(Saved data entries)
+-------+
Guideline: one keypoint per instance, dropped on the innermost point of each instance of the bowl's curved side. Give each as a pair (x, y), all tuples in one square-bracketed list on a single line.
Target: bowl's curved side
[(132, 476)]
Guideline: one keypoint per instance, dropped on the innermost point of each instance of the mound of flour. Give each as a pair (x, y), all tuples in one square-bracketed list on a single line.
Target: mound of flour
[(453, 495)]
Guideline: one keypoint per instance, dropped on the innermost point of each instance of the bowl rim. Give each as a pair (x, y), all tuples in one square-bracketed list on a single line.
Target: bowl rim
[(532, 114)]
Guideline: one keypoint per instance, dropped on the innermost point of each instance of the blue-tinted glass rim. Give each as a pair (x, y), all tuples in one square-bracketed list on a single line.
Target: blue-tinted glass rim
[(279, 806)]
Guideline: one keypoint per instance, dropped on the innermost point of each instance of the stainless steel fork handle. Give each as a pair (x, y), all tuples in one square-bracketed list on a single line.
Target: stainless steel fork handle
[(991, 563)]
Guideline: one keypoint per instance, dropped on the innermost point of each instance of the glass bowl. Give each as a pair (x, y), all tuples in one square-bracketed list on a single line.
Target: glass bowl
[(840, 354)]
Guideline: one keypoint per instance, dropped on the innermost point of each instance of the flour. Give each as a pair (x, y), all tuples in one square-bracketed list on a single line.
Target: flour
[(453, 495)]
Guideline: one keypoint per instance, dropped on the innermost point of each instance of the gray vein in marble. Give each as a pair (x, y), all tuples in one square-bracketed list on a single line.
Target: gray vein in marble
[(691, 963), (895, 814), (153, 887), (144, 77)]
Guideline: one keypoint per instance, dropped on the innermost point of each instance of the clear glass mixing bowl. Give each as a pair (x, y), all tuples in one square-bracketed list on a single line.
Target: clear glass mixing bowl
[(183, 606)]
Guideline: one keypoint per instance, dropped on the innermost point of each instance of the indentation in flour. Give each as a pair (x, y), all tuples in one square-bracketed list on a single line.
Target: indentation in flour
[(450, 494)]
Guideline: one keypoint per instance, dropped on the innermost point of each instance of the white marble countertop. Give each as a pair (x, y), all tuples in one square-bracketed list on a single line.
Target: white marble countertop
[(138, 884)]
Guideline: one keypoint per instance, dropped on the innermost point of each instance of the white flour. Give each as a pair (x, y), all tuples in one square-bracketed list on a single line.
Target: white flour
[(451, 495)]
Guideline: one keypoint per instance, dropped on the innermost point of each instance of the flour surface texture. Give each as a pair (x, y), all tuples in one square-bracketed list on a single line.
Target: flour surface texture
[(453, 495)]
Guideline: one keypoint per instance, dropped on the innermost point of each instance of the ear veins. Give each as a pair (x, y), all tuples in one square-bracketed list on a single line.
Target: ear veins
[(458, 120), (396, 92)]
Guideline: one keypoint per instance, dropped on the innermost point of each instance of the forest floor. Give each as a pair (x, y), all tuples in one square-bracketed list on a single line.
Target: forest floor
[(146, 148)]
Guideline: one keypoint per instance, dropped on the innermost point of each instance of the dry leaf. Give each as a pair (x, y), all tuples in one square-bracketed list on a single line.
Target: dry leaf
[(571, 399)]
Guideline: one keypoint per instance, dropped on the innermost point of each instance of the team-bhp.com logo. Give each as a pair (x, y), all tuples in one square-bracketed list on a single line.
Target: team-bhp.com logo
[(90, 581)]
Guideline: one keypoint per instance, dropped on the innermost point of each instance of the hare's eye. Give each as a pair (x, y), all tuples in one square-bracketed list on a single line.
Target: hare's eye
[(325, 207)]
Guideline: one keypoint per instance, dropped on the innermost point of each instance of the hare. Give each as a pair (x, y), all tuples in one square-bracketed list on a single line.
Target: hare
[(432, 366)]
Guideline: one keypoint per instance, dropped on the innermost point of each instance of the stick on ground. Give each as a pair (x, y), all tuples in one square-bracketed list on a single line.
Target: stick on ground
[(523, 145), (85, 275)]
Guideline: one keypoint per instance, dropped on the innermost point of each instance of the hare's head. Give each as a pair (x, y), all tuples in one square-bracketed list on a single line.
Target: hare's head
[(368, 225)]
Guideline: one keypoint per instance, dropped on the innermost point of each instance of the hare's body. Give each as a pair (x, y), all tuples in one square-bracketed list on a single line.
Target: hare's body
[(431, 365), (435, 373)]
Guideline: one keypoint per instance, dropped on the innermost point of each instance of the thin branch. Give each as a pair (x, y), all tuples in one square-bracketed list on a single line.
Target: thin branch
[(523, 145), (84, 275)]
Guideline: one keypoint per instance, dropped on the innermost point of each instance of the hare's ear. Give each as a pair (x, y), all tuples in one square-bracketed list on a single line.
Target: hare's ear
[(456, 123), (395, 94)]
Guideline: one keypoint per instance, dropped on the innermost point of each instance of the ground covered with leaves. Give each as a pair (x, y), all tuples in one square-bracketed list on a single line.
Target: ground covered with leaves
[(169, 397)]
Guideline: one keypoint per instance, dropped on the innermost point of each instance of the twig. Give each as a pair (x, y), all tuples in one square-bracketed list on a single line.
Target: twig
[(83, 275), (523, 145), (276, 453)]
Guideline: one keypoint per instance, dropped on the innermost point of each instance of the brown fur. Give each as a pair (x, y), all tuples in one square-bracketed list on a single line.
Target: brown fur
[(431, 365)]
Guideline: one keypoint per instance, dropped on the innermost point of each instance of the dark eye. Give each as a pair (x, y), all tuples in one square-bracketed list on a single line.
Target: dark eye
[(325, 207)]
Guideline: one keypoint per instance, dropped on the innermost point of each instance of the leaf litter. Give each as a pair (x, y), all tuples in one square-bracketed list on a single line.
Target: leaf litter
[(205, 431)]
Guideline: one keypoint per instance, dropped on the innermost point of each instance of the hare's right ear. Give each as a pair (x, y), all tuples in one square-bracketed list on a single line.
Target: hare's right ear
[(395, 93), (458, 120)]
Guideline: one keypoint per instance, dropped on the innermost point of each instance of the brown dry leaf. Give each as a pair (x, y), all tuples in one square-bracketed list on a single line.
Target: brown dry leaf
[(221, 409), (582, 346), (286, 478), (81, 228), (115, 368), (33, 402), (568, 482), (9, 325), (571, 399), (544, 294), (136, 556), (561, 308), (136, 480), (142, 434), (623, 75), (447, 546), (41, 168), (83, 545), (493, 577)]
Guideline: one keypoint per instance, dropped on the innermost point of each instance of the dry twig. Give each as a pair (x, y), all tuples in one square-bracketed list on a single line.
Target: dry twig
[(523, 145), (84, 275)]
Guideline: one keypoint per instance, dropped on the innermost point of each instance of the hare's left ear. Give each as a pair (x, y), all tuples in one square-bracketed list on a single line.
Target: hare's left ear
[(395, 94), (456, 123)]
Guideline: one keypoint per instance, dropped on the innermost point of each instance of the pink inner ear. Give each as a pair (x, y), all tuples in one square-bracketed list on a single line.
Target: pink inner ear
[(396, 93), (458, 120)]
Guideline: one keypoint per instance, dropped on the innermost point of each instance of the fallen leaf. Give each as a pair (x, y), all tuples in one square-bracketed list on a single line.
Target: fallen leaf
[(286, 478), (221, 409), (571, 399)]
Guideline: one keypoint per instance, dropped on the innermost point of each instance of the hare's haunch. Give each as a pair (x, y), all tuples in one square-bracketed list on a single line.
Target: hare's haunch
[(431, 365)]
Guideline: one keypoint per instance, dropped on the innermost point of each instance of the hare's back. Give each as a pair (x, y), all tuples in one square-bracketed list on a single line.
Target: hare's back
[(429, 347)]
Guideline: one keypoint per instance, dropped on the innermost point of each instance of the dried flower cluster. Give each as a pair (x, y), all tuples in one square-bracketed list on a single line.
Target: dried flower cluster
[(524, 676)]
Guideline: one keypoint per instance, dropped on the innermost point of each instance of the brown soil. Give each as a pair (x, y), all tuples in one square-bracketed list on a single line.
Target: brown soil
+-------+
OBJECTIVE
Reproduce verbatim the lines of the records above from the line with "of the flour." up to and including the line with "[(183, 606)]".

ANSWER TO THIS PROBLEM
Guideline: one keypoint per instance, dropped on the innermost point of each instance of the flour. Give each as a pair (x, y), all tuples in one square-bracketed list on a single line.
Target: flour
[(453, 495)]
Guideline: one keypoint per instance, dropped on the innermost point of each instance of the gray vein in marble. Give each as a pair (x, y), all tuples in one square-bracketed list on a single line.
Target: gray vein in marble
[(691, 963), (895, 814), (153, 887), (144, 77)]
Guideline: one keypoint per instance, dropped on the innermost point of each instance of the clear glass mixing bowl. Give each as a pair (x, y), all tuples in one square-bracketed list on a single line.
Target: clear glass mixing bowl
[(183, 606)]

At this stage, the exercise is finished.